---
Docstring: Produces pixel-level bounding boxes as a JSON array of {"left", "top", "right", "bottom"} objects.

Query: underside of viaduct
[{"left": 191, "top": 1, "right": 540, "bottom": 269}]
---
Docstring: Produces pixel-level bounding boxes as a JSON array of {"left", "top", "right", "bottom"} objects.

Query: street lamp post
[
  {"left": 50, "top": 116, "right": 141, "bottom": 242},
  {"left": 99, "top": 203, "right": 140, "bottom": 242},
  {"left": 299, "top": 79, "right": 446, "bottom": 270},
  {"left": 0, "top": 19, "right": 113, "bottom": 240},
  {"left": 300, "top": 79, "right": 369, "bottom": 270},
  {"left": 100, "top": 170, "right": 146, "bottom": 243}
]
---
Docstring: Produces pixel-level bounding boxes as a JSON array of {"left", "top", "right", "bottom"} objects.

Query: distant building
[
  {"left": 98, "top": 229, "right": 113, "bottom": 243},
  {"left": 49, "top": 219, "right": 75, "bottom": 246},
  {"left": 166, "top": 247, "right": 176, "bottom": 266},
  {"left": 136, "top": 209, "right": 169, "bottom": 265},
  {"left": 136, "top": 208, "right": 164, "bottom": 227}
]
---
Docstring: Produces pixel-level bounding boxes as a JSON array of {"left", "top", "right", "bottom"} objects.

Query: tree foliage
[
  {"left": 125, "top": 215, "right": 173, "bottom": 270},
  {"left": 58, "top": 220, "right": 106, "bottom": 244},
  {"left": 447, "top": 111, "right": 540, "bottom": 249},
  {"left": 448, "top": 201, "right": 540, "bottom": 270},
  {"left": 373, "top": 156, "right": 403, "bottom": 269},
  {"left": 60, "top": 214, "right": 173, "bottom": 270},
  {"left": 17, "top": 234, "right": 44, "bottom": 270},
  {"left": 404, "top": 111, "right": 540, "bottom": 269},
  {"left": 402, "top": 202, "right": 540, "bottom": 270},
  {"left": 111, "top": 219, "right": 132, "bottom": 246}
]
------------
● WHAT TO DO:
Please retype all of the data above exactly as it appears.

● OUTPUT:
---
Docstring: Produces pixel-level bounding boxes as a JSON array of {"left", "top", "right", "bottom"} objects.

Query: underside of viaduct
[{"left": 191, "top": 1, "right": 540, "bottom": 269}]
---
Docstring: Produces pixel-level bounding boxes as a JSON array of {"left", "top", "right", "bottom"} objects.

Query: street lamp post
[
  {"left": 50, "top": 116, "right": 141, "bottom": 242},
  {"left": 99, "top": 203, "right": 140, "bottom": 242},
  {"left": 299, "top": 79, "right": 446, "bottom": 270},
  {"left": 0, "top": 19, "right": 113, "bottom": 240},
  {"left": 300, "top": 79, "right": 369, "bottom": 270},
  {"left": 100, "top": 170, "right": 146, "bottom": 243}
]
---
Docstring: Produces pixel-level bounding boxes as a JSON array of {"left", "top", "right", "bottom"} objects.

Query: distant building
[
  {"left": 98, "top": 229, "right": 113, "bottom": 243},
  {"left": 49, "top": 219, "right": 75, "bottom": 246},
  {"left": 166, "top": 247, "right": 176, "bottom": 266},
  {"left": 136, "top": 209, "right": 169, "bottom": 265},
  {"left": 136, "top": 208, "right": 164, "bottom": 227}
]
---
Docstring: Produces pixel-level bounding boxes as a JSON array of {"left", "top", "right", "bottom"} objects.

Query: tree foliage
[
  {"left": 125, "top": 215, "right": 173, "bottom": 270},
  {"left": 58, "top": 220, "right": 106, "bottom": 244},
  {"left": 447, "top": 111, "right": 540, "bottom": 249},
  {"left": 448, "top": 201, "right": 540, "bottom": 270},
  {"left": 373, "top": 156, "right": 403, "bottom": 269},
  {"left": 60, "top": 214, "right": 173, "bottom": 270},
  {"left": 17, "top": 234, "right": 44, "bottom": 270},
  {"left": 404, "top": 111, "right": 540, "bottom": 269},
  {"left": 402, "top": 202, "right": 540, "bottom": 270},
  {"left": 111, "top": 219, "right": 132, "bottom": 246}
]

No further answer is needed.